-- TASK --
Repeat the material verbatim. Images are excluded from the copy.
======== DATA SHOWN ========
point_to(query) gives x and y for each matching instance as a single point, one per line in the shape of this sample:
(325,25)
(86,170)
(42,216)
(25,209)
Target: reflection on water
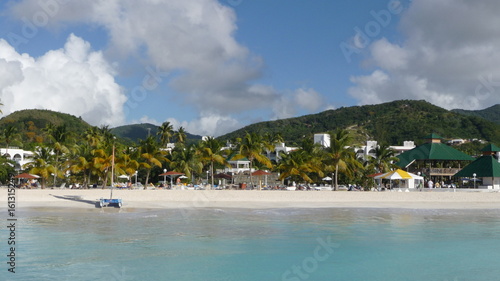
(246,244)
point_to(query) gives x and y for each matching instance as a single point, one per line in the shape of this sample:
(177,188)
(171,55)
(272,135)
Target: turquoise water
(237,244)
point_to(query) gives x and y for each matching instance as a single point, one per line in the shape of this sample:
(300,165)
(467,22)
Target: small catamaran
(111,202)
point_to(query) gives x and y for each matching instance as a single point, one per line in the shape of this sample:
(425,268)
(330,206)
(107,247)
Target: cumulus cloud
(451,62)
(74,80)
(193,40)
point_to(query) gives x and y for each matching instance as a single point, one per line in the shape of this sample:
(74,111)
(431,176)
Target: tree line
(88,157)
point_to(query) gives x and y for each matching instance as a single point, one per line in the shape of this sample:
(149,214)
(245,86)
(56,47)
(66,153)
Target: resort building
(486,168)
(434,159)
(21,157)
(369,150)
(322,139)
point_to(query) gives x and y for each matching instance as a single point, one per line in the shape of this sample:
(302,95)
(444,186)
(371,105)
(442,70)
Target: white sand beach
(81,199)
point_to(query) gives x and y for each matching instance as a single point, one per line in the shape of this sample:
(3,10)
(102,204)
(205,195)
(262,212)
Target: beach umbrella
(26,176)
(171,174)
(261,173)
(395,175)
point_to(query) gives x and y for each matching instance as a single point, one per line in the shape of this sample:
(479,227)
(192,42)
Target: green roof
(491,147)
(483,167)
(432,151)
(433,136)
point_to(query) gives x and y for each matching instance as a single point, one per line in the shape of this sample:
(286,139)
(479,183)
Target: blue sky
(215,66)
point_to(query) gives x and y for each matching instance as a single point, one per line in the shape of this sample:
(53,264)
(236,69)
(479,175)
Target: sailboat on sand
(111,202)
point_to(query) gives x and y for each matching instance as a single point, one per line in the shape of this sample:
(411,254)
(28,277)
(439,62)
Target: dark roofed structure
(486,167)
(431,153)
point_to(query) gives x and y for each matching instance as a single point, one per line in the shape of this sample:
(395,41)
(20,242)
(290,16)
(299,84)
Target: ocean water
(267,244)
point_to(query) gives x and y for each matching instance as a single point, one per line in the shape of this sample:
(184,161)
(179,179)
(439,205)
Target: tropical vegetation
(66,149)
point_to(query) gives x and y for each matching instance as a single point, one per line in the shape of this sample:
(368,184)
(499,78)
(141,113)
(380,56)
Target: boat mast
(112,170)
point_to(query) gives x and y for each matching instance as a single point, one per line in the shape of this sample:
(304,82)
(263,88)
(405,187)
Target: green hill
(30,122)
(491,113)
(136,132)
(392,122)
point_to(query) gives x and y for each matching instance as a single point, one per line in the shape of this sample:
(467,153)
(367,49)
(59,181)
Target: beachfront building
(369,150)
(278,149)
(21,157)
(434,159)
(322,139)
(486,168)
(237,166)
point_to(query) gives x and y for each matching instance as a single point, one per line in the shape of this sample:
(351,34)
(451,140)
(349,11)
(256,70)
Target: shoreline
(253,199)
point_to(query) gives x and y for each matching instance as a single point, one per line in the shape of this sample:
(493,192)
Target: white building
(323,139)
(371,146)
(21,157)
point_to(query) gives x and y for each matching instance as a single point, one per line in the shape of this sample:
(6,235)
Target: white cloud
(208,125)
(73,80)
(192,40)
(308,99)
(443,59)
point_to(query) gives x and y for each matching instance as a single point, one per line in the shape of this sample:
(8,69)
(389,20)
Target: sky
(214,66)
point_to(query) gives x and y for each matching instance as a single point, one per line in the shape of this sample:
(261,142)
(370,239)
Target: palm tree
(297,163)
(252,147)
(59,136)
(126,162)
(210,150)
(165,131)
(181,135)
(186,160)
(385,158)
(81,162)
(41,165)
(339,157)
(151,154)
(9,134)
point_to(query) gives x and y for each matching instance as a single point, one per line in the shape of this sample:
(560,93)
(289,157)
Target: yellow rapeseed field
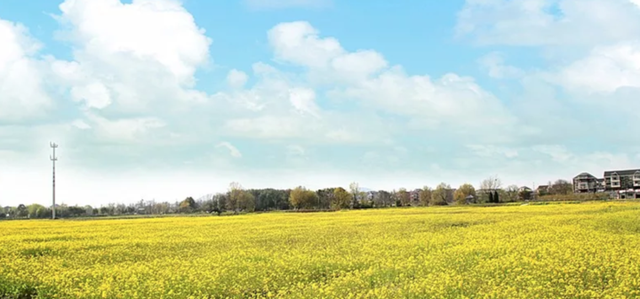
(588,250)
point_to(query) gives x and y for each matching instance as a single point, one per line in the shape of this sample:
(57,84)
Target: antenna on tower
(53,159)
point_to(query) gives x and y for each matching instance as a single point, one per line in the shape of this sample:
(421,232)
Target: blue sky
(166,99)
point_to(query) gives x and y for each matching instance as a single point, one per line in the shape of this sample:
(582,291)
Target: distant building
(585,183)
(542,190)
(625,183)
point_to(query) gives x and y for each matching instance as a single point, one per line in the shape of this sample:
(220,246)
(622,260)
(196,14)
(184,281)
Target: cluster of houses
(621,184)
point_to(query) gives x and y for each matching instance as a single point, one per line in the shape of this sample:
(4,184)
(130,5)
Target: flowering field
(589,250)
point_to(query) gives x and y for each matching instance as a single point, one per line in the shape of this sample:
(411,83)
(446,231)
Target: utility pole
(54,159)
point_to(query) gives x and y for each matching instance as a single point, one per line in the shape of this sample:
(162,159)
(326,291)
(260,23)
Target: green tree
(524,194)
(561,187)
(425,196)
(239,199)
(246,202)
(440,195)
(341,199)
(188,205)
(301,198)
(355,191)
(464,191)
(404,197)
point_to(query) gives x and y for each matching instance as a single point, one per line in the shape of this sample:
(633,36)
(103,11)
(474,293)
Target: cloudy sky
(166,99)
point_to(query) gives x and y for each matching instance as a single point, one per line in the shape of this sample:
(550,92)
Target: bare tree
(491,183)
(355,190)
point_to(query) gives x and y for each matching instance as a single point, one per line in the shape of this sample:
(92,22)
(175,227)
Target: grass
(586,250)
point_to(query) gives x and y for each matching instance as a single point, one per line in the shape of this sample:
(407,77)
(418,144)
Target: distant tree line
(239,200)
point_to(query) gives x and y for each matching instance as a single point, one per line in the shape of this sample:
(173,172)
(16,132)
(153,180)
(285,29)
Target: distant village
(615,184)
(620,184)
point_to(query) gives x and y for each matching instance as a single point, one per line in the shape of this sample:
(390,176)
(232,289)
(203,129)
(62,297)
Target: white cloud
(236,79)
(549,22)
(279,4)
(22,90)
(233,151)
(491,151)
(604,70)
(155,40)
(299,43)
(303,100)
(494,64)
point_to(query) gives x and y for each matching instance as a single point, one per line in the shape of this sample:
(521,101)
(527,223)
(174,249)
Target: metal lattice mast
(54,159)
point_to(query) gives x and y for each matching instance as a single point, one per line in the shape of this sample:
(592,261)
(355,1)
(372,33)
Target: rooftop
(621,172)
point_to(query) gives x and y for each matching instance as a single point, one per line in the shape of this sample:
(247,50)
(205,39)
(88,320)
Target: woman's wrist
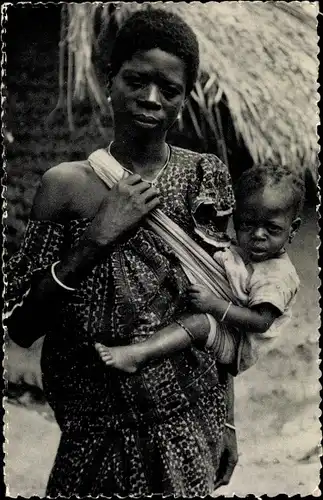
(220,309)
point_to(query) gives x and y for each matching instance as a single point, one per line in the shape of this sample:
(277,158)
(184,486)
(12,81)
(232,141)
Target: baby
(262,279)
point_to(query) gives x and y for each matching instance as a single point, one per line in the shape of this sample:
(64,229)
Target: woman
(89,269)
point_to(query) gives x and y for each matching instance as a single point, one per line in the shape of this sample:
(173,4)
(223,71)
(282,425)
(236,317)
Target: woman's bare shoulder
(60,186)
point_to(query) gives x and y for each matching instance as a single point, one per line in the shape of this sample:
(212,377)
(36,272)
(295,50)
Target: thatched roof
(261,55)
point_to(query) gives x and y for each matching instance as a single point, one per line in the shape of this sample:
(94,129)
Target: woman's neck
(144,156)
========
-- OUTPUT FOR THIS TASK --
point_to(query) gives x and y for each matching instance as a single point, one per line in the shape of this sample:
(325,25)
(86,170)
(42,216)
(25,209)
Target: reflection on water
(246,244)
point_to(query) gives x and y for each matching instance as a single point, one per line in the shape of this sample:
(177,188)
(171,55)
(272,135)
Target: turquoise water
(237,244)
point_to(query) gives x and y for each matching instance as a single point, one per line in the shape of this sample:
(300,165)
(467,22)
Target: small catamaran
(111,202)
point_to(query) gives x and y for each matching instance as a single point, one per line in the shape of this sample:
(425,268)
(330,206)
(107,247)
Target: cumulus cloud
(451,62)
(74,80)
(193,40)
point_to(query) gives x and y for each matching instance as a single point, one per line in the shape of this sample:
(74,111)
(431,176)
Target: tree line
(88,157)
point_to(query) gives x and y for each matching instance as a single point, one per line in the shape of this sample:
(149,214)
(245,86)
(56,47)
(66,153)
Target: resort building
(486,168)
(434,159)
(21,157)
(369,150)
(322,139)
point_to(query) gives x and y for each matching instance as a single point, one per line in the shape of this sample:
(302,95)
(444,186)
(371,105)
(442,70)
Target: white sand beach
(81,199)
point_to(query) gives x and y for each matching instance as a single point, one per line in the shape of this sample:
(3,10)
(102,204)
(205,195)
(262,212)
Target: beach umbrella
(26,176)
(171,174)
(261,173)
(395,175)
point_to(query) gives x and y for each matching instance as a single point, one per line in the shape of this sample:
(479,227)
(192,42)
Target: green roof
(491,147)
(483,167)
(432,151)
(433,136)
point_to(query) gives x and y for each matching instance as a single point, one per line in the shape of this sample:
(286,139)
(479,183)
Target: blue sky
(215,66)
point_to(query) gives x and y for each matching instance as a single point, one per line in the shape of this sample:
(53,264)
(236,69)
(479,175)
Target: sailboat on sand
(111,202)
point_to(query) gives x and y for each matching instance as a single point, one per line in the shape of this sample:
(411,254)
(28,277)
(439,62)
Target: dark roofed structure
(486,167)
(431,153)
point_to(query) gives x and y for each matching instance as a single point, one per line in the shape of this sample:
(395,41)
(20,242)
(290,16)
(299,84)
Target: ocean water
(267,244)
point_to(query) gives x and y for each matching instance as a single point, one per line in the shape of this sample:
(184,161)
(179,179)
(439,205)
Target: tropical vegetation
(66,149)
point_to(query) gives x and y for each matching instance as a single point, one per line in the shape of this sample:
(368,184)
(499,78)
(141,113)
(380,56)
Target: boat mast
(112,170)
point_to(query) gives x and y for each matching instance as a single point, one per line in the shape of this sample:
(304,82)
(263,88)
(405,187)
Target: green hill
(30,122)
(491,113)
(136,132)
(392,122)
point_to(query) gives x and y for each matching instance as a single point, one per line in the shape of this sample:
(467,153)
(367,49)
(59,181)
Target: beachfront building
(369,150)
(278,149)
(21,157)
(434,159)
(322,139)
(486,168)
(237,166)
point_to(query) gives x and y for each matching instance as a single point, one per line in the shape of this sample:
(351,34)
(451,140)
(349,11)
(256,70)
Target: shoreline
(253,199)
point_to(query) gives x and y for each matching instance as a single point, one per line in the shape of this sample:
(493,192)
Target: white building
(323,139)
(371,146)
(21,157)
point_to(query) gives x and y for each matching instance as a single point, one per line in the shape of this sample:
(6,235)
Target: white cloud
(208,125)
(73,80)
(192,40)
(308,99)
(443,59)
point_to(query) gives x and y for each matching instance as a single point, one per line in the shape of this sample:
(8,69)
(389,20)
Target: sky
(214,66)
point_to(query) gives x and y for each matching instance as a single point, one per line in the shape of this sample:
(261,142)
(370,239)
Target: palm tree
(297,163)
(252,147)
(59,136)
(126,162)
(210,150)
(165,131)
(181,135)
(186,160)
(385,158)
(81,162)
(41,165)
(339,157)
(151,154)
(9,134)
point_to(query) gives x and y for each matching instance as a single point, one per line in the shape of this sample:
(560,93)
(289,157)
Target: yellow rapeseed field
(588,250)
point_to(query) gives x and y for each matching instance as a single point, one per line in the shape of this sample:
(57,84)
Target: antenna on tower
(53,159)
point_to(query) gives x and y for each matching instance as a single point, one per line in the shape of this sample:
(421,232)
Target: blue sky
(166,99)
point_to(query) gives x and y for each matching instance as a single point, one per line in the shape of this sample:
(582,291)
Target: distant building
(585,183)
(542,190)
(625,183)
point_to(query) gives x and y for each matching instance as a single point, one per line in the shape of this sample:
(220,246)
(622,260)
(196,14)
(184,281)
Target: cluster of houses
(621,184)
point_to(query) gives x and y for each matching instance as a single point, one per line in the shape of this sample:
(4,184)
(130,5)
Target: flowering field
(589,250)
point_to(query) gives x and y for each matching instance as a single point, one per line in the shape of this sample:
(411,83)
(446,231)
Target: utility pole
(54,159)
point_to(query) gives x and y for each matching instance as a single point, one per line in the shape of this sample:
(162,159)
(326,291)
(260,23)
Target: green tree
(524,194)
(561,187)
(425,196)
(239,199)
(246,202)
(440,195)
(341,199)
(188,205)
(301,198)
(355,191)
(464,191)
(404,197)
point_to(query) gives x and y for each matching instance as a single point, one per line in the shape of this sample:
(633,36)
(103,11)
(474,293)
Target: cloudy sky
(166,99)
point_to(query) gives x and y for each matching instance as a single point, one per line in the shape of this sample:
(550,92)
Target: bare tree
(491,183)
(355,190)
point_to(query) gives x and y for each matching instance as a single point, one per line in the shape of this sample:
(92,22)
(175,227)
Target: grass
(586,250)
point_to(query) gives x and y for each matching instance as a single point, one per line in the shape of this sample:
(407,77)
(418,144)
Target: distant tree line
(239,200)
point_to(query) gives x and y for each matching instance as a single point, one per line in the shape of this sample:
(173,172)
(16,132)
(153,180)
(285,29)
Target: distant village
(615,184)
(620,184)
point_to(query) gives x and y for each matching instance as a single point, one per line in the shape of this sample:
(390,176)
(232,289)
(203,129)
(62,297)
Target: white cloud
(236,79)
(549,22)
(279,4)
(22,90)
(233,151)
(491,151)
(604,70)
(155,40)
(299,43)
(303,100)
(494,64)
point_to(query) gives x and y for each matching instance as a single point, one per line in the shape of this sample:
(521,101)
(527,223)
(174,249)
Target: metal lattice mast
(54,159)
point_to(query) gives x and y for each matching instance as a single point, one per line in the shape of this sample:
(592,261)
(355,1)
(372,33)
Target: rooftop
(621,172)
point_to(query) gives x and y for each matching instance as a single point, one per line in the shape of this sample:
(247,50)
(205,39)
(88,320)
Target: woman's wrist
(220,309)
point_to(query) gives x and y for each matching instance as a single point, one per line in the shape of this sample:
(277,158)
(184,486)
(12,81)
(232,141)
Target: baby
(262,279)
point_to(query) gives x and y for each matching instance as a single point, one per line in the shape of this sample:
(64,229)
Target: woman
(89,269)
point_to(query) gives x and y for each matching instance as a single point, one per line in the shape of this sample:
(173,4)
(223,71)
(282,425)
(236,317)
Target: woman's bare shoulder
(60,186)
point_to(query) gives x and y for each matching instance as a single point, one per line in the shape of this sample:
(212,377)
(36,272)
(295,50)
Target: thatched roof
(261,55)
point_to(query) gives x and y for each matching instance as a single point, one per line in the shape of this sample:
(94,129)
Target: woman's neck
(144,156)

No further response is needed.